Task input.
----------------

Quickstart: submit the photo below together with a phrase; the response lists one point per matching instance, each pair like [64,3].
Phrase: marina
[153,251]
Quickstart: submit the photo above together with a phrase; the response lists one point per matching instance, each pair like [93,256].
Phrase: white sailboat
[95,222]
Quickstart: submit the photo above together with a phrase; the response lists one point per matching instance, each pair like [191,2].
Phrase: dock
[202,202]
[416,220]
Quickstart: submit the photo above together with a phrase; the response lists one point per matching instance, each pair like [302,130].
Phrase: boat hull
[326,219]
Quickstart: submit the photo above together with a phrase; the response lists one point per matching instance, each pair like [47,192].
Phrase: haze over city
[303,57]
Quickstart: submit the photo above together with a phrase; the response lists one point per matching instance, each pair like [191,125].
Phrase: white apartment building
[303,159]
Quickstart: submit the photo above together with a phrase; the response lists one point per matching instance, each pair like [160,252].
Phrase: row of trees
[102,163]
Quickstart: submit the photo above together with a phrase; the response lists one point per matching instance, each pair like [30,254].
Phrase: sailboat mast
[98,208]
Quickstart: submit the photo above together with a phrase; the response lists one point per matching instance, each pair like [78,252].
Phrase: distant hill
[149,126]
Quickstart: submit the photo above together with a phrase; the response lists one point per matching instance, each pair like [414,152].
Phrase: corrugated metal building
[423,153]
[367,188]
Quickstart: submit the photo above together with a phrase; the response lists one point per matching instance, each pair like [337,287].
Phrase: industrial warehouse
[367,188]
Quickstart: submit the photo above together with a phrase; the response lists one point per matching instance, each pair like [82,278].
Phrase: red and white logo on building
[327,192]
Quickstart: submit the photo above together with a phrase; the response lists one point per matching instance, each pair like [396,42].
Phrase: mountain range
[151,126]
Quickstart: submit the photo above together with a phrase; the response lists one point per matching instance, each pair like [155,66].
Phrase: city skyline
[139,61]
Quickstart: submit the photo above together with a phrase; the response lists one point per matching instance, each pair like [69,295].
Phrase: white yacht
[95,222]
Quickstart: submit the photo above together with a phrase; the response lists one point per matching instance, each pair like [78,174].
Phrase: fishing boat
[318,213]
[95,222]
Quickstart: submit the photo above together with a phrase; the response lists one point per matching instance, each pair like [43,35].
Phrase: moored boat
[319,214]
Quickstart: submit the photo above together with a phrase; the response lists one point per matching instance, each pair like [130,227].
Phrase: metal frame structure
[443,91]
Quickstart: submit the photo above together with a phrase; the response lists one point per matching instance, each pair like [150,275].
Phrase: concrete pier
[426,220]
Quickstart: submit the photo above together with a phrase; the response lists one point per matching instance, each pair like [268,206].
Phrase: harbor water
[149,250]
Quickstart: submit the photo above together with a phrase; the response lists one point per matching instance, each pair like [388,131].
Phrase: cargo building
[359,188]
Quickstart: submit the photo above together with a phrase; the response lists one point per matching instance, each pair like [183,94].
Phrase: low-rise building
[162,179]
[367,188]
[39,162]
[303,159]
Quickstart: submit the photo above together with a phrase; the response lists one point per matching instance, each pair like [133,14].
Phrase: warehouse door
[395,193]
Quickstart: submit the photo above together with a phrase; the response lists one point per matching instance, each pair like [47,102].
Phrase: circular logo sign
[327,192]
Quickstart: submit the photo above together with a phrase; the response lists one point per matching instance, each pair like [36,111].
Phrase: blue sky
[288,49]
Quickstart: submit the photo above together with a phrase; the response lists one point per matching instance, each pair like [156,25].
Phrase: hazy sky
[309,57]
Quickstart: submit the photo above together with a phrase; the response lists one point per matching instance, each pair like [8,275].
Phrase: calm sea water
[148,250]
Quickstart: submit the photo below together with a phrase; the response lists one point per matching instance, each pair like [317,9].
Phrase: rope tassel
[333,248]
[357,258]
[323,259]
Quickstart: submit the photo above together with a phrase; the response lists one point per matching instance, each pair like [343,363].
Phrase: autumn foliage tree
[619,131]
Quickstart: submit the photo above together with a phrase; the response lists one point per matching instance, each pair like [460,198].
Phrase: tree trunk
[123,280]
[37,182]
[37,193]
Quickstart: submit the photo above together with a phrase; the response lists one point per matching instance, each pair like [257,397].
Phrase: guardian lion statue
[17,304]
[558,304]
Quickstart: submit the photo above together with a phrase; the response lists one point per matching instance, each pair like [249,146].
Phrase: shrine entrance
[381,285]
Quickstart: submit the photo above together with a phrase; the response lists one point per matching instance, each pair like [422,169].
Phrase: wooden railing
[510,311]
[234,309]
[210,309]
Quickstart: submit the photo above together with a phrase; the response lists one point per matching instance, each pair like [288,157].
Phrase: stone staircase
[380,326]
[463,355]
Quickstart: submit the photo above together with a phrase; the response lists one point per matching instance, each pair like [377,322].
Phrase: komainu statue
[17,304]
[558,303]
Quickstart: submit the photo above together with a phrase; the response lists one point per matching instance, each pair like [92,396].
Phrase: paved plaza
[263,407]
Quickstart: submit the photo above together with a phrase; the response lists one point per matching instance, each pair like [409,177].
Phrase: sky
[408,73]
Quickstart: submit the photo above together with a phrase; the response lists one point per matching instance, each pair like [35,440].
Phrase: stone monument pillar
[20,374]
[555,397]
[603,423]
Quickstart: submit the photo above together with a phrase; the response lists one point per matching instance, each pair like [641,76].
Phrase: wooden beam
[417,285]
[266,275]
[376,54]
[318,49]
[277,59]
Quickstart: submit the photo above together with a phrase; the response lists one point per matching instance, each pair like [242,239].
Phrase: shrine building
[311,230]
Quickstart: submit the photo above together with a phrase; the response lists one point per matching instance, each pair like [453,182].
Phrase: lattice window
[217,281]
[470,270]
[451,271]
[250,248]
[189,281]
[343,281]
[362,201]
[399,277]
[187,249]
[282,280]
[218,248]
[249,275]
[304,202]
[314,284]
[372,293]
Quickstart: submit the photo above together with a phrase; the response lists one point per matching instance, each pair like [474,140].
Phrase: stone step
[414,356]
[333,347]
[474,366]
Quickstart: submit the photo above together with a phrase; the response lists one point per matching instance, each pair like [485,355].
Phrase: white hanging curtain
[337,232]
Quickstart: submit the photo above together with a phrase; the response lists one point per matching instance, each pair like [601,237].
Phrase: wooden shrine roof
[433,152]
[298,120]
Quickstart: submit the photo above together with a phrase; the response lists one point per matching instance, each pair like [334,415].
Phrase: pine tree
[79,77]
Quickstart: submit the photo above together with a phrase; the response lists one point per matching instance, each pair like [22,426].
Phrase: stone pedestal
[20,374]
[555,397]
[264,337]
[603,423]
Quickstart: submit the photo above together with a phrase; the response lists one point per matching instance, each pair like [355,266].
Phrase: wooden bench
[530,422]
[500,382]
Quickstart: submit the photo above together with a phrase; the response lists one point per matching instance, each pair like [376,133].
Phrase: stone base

----------------

Short exercise. Extract, word for word, each line of the listing above.

Result for this exercise.
Quickstart: submit the photo below together with a phrase; the response lists one point per matching instance, each pair like [64,3].
Phrase: marina
[153,251]
Quickstart: submit the photo above together with a phrase; the response lists one point per matching instance, each pair like [93,256].
Phrase: white sailboat
[95,222]
Quickstart: submit the photo above together with a phrase; the response lists one point per matching instance, each pair like [191,2].
Phrase: dock
[202,202]
[416,220]
Quickstart: submit the photo above together with a phrase; the response lists one point per matching instance, each pair like [302,130].
Phrase: boat hull
[326,219]
Quickstart: submit the photo above together with a phrase; the response lists one point per matching instance, each pair like [47,192].
Phrase: haze over city
[303,57]
Quickstart: submit the photo above together with a phrase; the response lists one point per matching instance, each pair like [191,125].
Phrase: white apartment building
[303,159]
Quickstart: submit the photo above together with a phrase; the response lists one point per matching instance, each pair like [160,252].
Phrase: row of trees
[102,163]
Quickstart: submit the photo above together with a phrase; the response lists one point per matching instance, each pair like [30,254].
Phrase: sailboat mast
[98,208]
Quickstart: submit the photo above together with a phrase; the response lists one point per matching instance, each pair like [78,252].
Phrase: distant hill
[149,126]
Quickstart: submit the photo above together with a phrase; the response lists one point per matching instance, each pair like [414,152].
Phrase: corrugated metal building
[423,153]
[367,188]
Quickstart: submit the photo above together with a phrase; the response lists one point per matching instance, each pair like [337,287].
Phrase: industrial warehouse
[367,188]
Quickstart: submit the photo above together with a phrase; the response lists one point per matching instance, each pair like [82,278].
Phrase: red and white logo on building
[327,192]
Quickstart: submit the photo above together with a phrase; the response lists one point per matching instance, each pair like [396,42].
Phrase: mountain range
[151,126]
Quickstart: submit the photo above together with a phrase; the response lists one point per matching instance, each pair like [155,66].
Phrase: city skyline
[139,61]
Quickstart: submit the photo above together with a phrase; the response lists one point per matching instance, each pair like [69,295].
Phrase: white yacht
[95,222]
Quickstart: submit the photo above together with a phrase; the response lists one point per matching instance, each pair like [78,174].
Phrase: fishing boat
[318,213]
[95,222]
Quickstart: submit the photo above together with a phrase; the response lists one point per matching instance, each pair like [43,35].
Phrase: moored boat
[319,214]
Quickstart: submit the photo above together with a phrase; the response lists one point per matching instance, each pair like [130,227].
Phrase: metal frame structure
[443,91]
Quickstart: submit the photo above together with a phrase; the response lists one point per matching instance, each pair like [150,275].
Phrase: concrete pier
[426,220]
Quickstart: submit the photo above together with a phrase; the response lists one point per matching instance, each pair like [268,206].
Phrase: harbor water
[149,250]
Quickstart: submit the photo above together with a phrase; the response lists one point per matching instance, each pair like [388,131].
Phrase: cargo building
[359,188]
Quickstart: submit the photo above together with a phrase; the response lists one point per matching instance, each pair like [183,94].
Phrase: low-rise building
[162,179]
[367,188]
[39,162]
[303,159]
Quickstart: submit the photo above together with a phrase; the response lists one point per matching instance, each pair like [133,14].
Phrase: warehouse door
[395,193]
Quickstart: submit the photo above together with a phrase; the response lists one point per matching instance, each pair like [47,102].
Phrase: circular logo sign
[327,192]
Quickstart: submit the photo above together with a phrase; the response lists one point per matching instance, each pair like [36,111].
Phrase: blue sky
[288,49]
Quickstart: submit the photo above together with a phrase; the response lists one point per matching instance, each pair like [156,25].
Phrase: hazy sky
[309,57]
Quickstart: submit the photo above together with a phrase; the response lists one point per matching instance, each pair like [8,275].
Phrase: calm sea water
[148,250]
Quickstart: submit the photo below together with a phrase; the response lists one point per matching instance, each pair like [317,9].
Phrase: rope tassel
[333,248]
[357,258]
[323,259]
Quickstart: submit the photo above together with a phrase; the response lists one point per matching instance, each pair like [343,363].
Phrase: autumn foliage tree
[619,131]
Quickstart: submit the photo above together with a phrase; the response lists one point per matching instance, each pair like [460,198].
Phrase: tree trunk
[123,280]
[37,182]
[37,193]
Quickstart: submit the photo above together with a phrase; the response lists one point per matching instance, each pair like [257,397].
Phrase: guardian lion statue
[17,304]
[558,304]
Quickstart: submit the photo above together with a phrase; the response lists one point per matching instance, each pair like [249,146].
Phrase: shrine entrance
[381,285]
Quickstart: submit the photo above together with a phrase; the response lists one point per matching instance, each pair like [422,169].
Phrase: wooden railing
[510,311]
[234,309]
[210,309]
Quickstart: submit the photo above together with a phrase; the response lists one point per matching instance, each pair like [288,157].
Phrase: stone staircase
[380,326]
[463,355]
Quickstart: submit the photo above together with a phrase; the response lists one point per matching instance, each pair like [377,322].
Phrase: komainu statue
[17,304]
[558,303]
Quickstart: submit the photo above together with a phrase; the response lists one point per matching instance, each pair like [92,396].
Phrase: paved plaza
[263,407]
Quickstart: submit the photo above together with a phrase; the response lists one point per matching instance, each pair like [409,177].
Phrase: sky
[408,73]
Quickstart: submit the photo above together with a phrase; the response lists one point per matching instance, each pair like [35,440].
Phrase: stone monument pillar
[20,374]
[555,397]
[603,423]
Quickstart: submit the photo above together with a phrase; the response lists one point per matching instance, each pair like [641,76].
Phrase: wooden beam
[417,285]
[266,275]
[376,54]
[318,49]
[277,59]
Quickstart: submit the photo above together with a phrase; the response lists one point per matching instance, each pair like [242,239].
Phrase: shrine building
[311,230]
Quickstart: submit the photo above together with a phrase; the response lists one point per matching instance, each pair like [453,182].
Phrase: lattice window
[217,281]
[470,270]
[451,271]
[250,248]
[189,281]
[343,281]
[362,201]
[399,277]
[187,249]
[282,280]
[218,248]
[249,275]
[304,202]
[314,284]
[372,293]
Quickstart: submit the photo above together with a phrase; the response lists one point per matching instance, each pair like [474,140].
Phrase: stone step
[414,356]
[333,347]
[474,366]
Quickstart: submit the photo above together with a phrase; the response lists one point per matching instance, each pair like [485,355].
Phrase: white hanging curtain
[337,232]
Quickstart: submit the photo above together with a phrase; the response lists one point per matching instance, each pair like [601,237].
Phrase: wooden shrine roof
[433,152]
[298,120]
Quickstart: submit the photo above together with a phrase; the response lists one point per matching instance, each pair like [334,415].
Phrase: pine tree
[79,77]
Quickstart: submit the photo above together with a phrase; the response lists one point per matching instance, each pair like [22,426].
Phrase: stone pedestal
[20,374]
[555,397]
[264,337]
[603,423]
Quickstart: submit the photo above together with a phrase; the response lists one point per matching instance, each pair like [355,266].
Phrase: wooden bench
[530,422]
[500,382]
Quickstart: submit the photo above together with a phrase; the response lists one point per matching instance, each pair like [376,133].
Phrase: stone base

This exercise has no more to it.